DOCUMENT SEGMENT:
On 17 February 2017 final orders were made in the Family Court in City P. The orders provided for the father to have day to day care, and exclusive responsibility for living arrangements, for both children to age 16.
On the same day a warrant issued to enforce the role of the father providing day to day care of B.
The mother was reminded by her family of the shame that she had brought to them by separating from her husband.[14]
[14] Mother’s affidavit filed 6/11/2017, par 88
At the suggestion of her brother the mother decided to leave India to travel to City E and stay with her brother’s good friend, Mr H aged 34.
Events after wrongful removal in Australia
On 3 May 2017 the mother and B arrived in Australia and were met at the airport by Mr H. They began living with him, his wife and two year old son.
The child began attending X School at Town J and is now just finishing Year 6.
After about 3 months Mr H and his family travelled to India. Arrangements were made through Mr H for the mother to stay with another family close by in the area. This is Mr K aged 44, his wife and their three children aged 14, eight and two.
There was a two week transition period for the mother and the child with another family until the second residential arrangement began.

COLLECTED DATA:
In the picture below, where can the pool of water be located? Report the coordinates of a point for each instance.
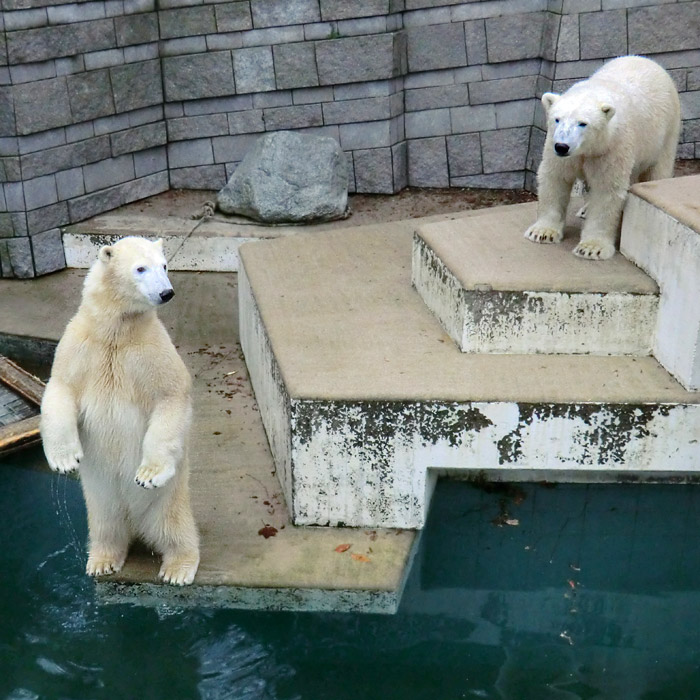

WORK INSTRUCTIONS:
1 - In the custody case excerpt above, on what date did the mother and B arrive in Australia?
2 - Write the next part of the custody case excerpt above, picking up after its final sentence.

RESULTS BY TASK:
1 - 3 May 2017.

2 -
By about August 2017 the mother obtained full time casual employment as a packer.
Should an order for return be made?
Can the Court be satisfied that the mother has not established that the child is settled in his new environment?
The mother asserts that B enjoys his school and enjoys activities around the city including the Sikh temple in the local area. She said he sleeps well, has made friends at school who he is fond of, he is doing well at school socially and academically, that she has been told by his teachers that they are fond of him and that he is polite in class.
The Family Consultant in her oral evidence noted that the child had spoken to her very positively about school, that he had good friends there and liked his teacher. He was keenly anticipating starting Year 7 next year within the same school but at a different campus. She noted that he liked all his subjects, particularly English, was not keen on homework but was positive about school generally.
The Family Consultant was clear to say that the child believed he would stay in his current school and progress to Year 7. It is apparent that he is unaware of the possibility of being returned to New Zealand.
The mother also referred to the child being part of the Punjabi community in their local area at Town J and the friends they have made with people in the area. The child attends religious events and also enjoys local festivals, for example, trick or treating for Halloween.
The mother had, prior to marriage, been undertaking a teaching degree in India. Her studies ended when she married. Her evidence is that she had always hoped to study and to work, particularly work, and that the achievement of having full-time work, although casual, has been a very significant factor for her and a benefit for the child.
I also take into account evidence from the two families with whom the mother and child have stayed in Australia.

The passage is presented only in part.